Exercise inputs below:

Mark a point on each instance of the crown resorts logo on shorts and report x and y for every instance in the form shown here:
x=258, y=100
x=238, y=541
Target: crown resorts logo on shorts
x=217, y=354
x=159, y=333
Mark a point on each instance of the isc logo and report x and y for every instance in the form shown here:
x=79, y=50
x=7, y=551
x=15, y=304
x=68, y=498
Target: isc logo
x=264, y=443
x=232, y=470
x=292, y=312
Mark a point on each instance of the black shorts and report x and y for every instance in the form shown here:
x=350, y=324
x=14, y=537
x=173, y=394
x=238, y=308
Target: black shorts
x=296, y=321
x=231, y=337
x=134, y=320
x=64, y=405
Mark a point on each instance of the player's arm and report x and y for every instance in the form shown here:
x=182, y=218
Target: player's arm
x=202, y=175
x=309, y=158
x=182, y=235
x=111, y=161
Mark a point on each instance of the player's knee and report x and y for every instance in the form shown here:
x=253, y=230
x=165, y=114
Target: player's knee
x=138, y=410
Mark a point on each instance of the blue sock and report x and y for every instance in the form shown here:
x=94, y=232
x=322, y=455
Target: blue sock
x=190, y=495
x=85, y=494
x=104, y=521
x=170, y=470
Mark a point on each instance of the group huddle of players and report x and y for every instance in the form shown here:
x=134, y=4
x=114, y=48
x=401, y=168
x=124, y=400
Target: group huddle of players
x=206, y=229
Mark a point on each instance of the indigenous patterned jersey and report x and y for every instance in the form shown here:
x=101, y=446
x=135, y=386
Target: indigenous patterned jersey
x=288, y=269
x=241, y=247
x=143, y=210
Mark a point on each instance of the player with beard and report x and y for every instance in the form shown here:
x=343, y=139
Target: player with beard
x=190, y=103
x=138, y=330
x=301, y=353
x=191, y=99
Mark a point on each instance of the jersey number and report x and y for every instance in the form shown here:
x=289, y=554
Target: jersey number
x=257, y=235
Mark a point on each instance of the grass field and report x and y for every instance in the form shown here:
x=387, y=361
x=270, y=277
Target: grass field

End of Exercise inputs.

> _Your objective_
Your reply must contain each entry, reproduced exactly.

> _Solution to the exercise_
Mark a point on each instance of the crown resorts logo on shorts and report x and y for every instance in the form shown here:
x=258, y=100
x=238, y=541
Target: crown resorts logo on shorts
x=217, y=354
x=159, y=333
Mark a point on each instance of the isc logo and report x and y for every instance in the form shown here:
x=79, y=50
x=7, y=551
x=15, y=304
x=68, y=498
Target: isc logo
x=264, y=443
x=232, y=470
x=292, y=312
Mark a point on each instance of the black shorts and report x and y for every instance in the form shown here:
x=350, y=324
x=14, y=537
x=173, y=394
x=238, y=308
Target: black shorts
x=296, y=321
x=231, y=337
x=134, y=320
x=64, y=405
Mark a point on each instance of the player's arm and report x and y for every instance in the form shown here:
x=182, y=218
Target: player's arm
x=202, y=175
x=309, y=158
x=182, y=235
x=111, y=161
Mark a point on each instance of the player's knee and report x and y for every instance in the form shown here:
x=253, y=230
x=165, y=114
Target: player's knee
x=138, y=410
Mark a point on each instance of the blue sock and report x and y for every instance in the form shown here:
x=94, y=232
x=322, y=455
Target: blue sock
x=190, y=495
x=85, y=494
x=104, y=521
x=170, y=470
Mark a point on each instance of the group huddle of players and report x and y for every instance in the form shown here:
x=134, y=4
x=114, y=48
x=401, y=168
x=124, y=400
Target: group huddle of players
x=206, y=229
Mark a point on each instance of the indigenous patterned jersey and report x and y for every instance in the form shown here:
x=101, y=446
x=135, y=386
Target: indigenous patterned jersey
x=288, y=269
x=241, y=247
x=143, y=210
Mark a point on each instance of the player with beard and report x and y for every instance in the form shown here:
x=343, y=139
Target: player with beard
x=190, y=103
x=138, y=330
x=301, y=353
x=191, y=99
Mark a point on each instance of the jersey number and report x and y for every instance in the form shown here:
x=289, y=554
Target: jersey number
x=257, y=235
Mark a point on each instance of the grass field and report x and y for every instance in the form shown here:
x=387, y=361
x=270, y=277
Target: grass field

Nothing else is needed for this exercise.